**AIM**: Gather every line in the data below that contains the word "ceramic" and copy each one out.

**** DATASET CONTENT

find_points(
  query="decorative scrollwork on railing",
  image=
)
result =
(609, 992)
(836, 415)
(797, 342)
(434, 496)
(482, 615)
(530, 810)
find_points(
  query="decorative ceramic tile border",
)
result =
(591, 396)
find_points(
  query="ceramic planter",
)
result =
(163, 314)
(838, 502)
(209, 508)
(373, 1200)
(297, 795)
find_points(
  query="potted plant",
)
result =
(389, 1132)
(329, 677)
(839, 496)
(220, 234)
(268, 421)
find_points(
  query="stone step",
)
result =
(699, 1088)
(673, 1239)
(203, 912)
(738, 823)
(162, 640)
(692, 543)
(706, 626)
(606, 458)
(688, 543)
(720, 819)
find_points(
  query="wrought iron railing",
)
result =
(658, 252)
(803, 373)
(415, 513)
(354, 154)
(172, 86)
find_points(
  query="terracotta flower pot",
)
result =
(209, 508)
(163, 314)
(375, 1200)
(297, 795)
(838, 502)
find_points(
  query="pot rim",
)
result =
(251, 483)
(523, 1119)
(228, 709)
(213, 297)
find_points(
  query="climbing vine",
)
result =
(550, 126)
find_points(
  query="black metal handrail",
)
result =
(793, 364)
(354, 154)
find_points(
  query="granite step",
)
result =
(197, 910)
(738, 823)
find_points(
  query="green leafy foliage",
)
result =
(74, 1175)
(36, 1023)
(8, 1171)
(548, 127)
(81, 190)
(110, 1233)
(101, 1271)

********

**TASK SOLUTION**:
  query="decorative ceramic tile border",
  query="ceramic planter",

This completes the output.